- _Work instructions_
Return every line of the records below as a JSON list of strings, one string per line, leaving out blank lines.

- _Information shown_

•••••

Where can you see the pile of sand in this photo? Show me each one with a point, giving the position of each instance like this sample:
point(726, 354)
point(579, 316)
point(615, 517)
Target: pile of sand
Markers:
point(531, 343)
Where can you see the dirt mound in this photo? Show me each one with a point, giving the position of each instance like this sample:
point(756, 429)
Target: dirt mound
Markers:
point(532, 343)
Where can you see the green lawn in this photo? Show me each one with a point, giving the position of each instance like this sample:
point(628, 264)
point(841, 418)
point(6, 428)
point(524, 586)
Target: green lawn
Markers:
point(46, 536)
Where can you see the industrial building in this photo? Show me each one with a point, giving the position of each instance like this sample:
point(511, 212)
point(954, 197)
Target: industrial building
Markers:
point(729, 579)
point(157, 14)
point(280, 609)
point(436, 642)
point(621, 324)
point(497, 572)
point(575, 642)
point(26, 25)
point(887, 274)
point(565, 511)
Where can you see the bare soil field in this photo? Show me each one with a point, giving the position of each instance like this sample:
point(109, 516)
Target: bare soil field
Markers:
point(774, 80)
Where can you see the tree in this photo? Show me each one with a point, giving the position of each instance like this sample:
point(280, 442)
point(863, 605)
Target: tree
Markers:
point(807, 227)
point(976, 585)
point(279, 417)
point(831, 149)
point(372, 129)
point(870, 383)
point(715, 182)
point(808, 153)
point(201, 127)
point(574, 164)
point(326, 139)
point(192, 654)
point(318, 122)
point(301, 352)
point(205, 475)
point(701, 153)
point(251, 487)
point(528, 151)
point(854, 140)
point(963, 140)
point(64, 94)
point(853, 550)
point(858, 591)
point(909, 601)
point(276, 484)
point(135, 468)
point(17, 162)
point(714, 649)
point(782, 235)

•••••

- _Answer to the problem_
[
  "Where can you see the pile of sand in this photo? Show me each one with a point, giving the position of each instance like this sample:",
  "point(726, 354)",
  "point(579, 316)",
  "point(615, 517)",
  "Target: pile of sand",
  "Markers:",
  "point(531, 343)",
  "Where can you see the dirt mound in this photo? Show me each one with a point, giving the position of each instance like this sample:",
  "point(756, 429)",
  "Target: dirt mound",
  "Markers:",
  "point(532, 343)",
  "Where can you see the green lawn in this photo? Show me each one with a point, giving the position of each instance like this sample:",
  "point(628, 264)",
  "point(841, 418)",
  "point(6, 428)",
  "point(524, 586)",
  "Target: green lawn",
  "Markers:",
  "point(46, 536)",
  "Where can you see the industrial building in this photo? Show me each one with a point, giving the position of each instance like this sample:",
  "point(511, 212)",
  "point(954, 197)",
  "Target: industrial building",
  "Markers:",
  "point(729, 579)",
  "point(157, 14)",
  "point(280, 609)",
  "point(436, 642)",
  "point(621, 324)",
  "point(497, 572)",
  "point(575, 642)",
  "point(26, 25)",
  "point(887, 274)",
  "point(565, 511)",
  "Where can you see the bare soil field in this photo? Show me each one with a point, giving the position of each instance like this sample:",
  "point(109, 516)",
  "Target: bare soil field",
  "Markers:",
  "point(774, 80)",
  "Where can you see the tree in this photo? Show me each one with a point, giving the position of each instance like this sample:",
  "point(280, 442)",
  "point(863, 605)",
  "Target: tree",
  "Markers:",
  "point(807, 227)",
  "point(976, 585)",
  "point(279, 417)",
  "point(831, 149)",
  "point(372, 129)",
  "point(870, 383)",
  "point(715, 182)",
  "point(808, 153)",
  "point(201, 127)",
  "point(574, 164)",
  "point(326, 139)",
  "point(192, 654)",
  "point(318, 122)",
  "point(301, 352)",
  "point(205, 475)",
  "point(701, 153)",
  "point(251, 487)",
  "point(528, 151)",
  "point(854, 140)",
  "point(963, 140)",
  "point(64, 94)",
  "point(853, 550)",
  "point(858, 591)",
  "point(909, 601)",
  "point(276, 484)",
  "point(135, 468)",
  "point(17, 162)",
  "point(714, 649)",
  "point(782, 235)"
]